* [Brief]:
It would help if you retyped the data exactly, leaving out the pictures.

(Items from a data source)
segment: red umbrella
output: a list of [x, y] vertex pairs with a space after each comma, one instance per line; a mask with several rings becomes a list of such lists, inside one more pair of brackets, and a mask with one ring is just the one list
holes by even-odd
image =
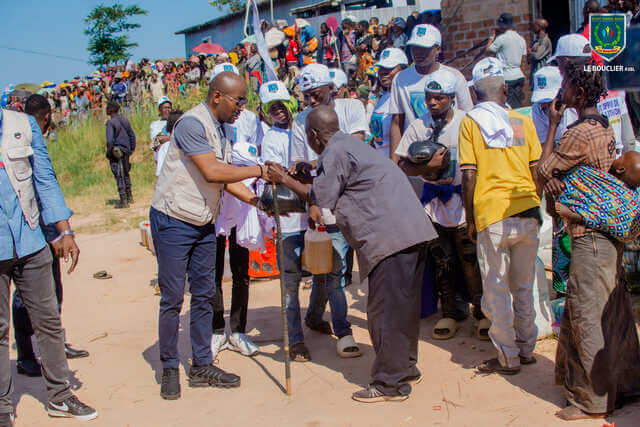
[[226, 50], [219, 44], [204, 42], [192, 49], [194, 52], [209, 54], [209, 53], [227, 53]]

* [Response for this exercise]:
segment: red umbrella
output: a list of [x, y] vertex pairs with a space after each comma, one instance per line; a mask with several rings becomes a list of such lists, inside one more pair of brackets, and a mask with one ring is just the one list
holes by even-odd
image =
[[226, 50], [219, 44], [204, 42], [192, 49], [194, 52], [209, 54], [209, 53], [227, 53]]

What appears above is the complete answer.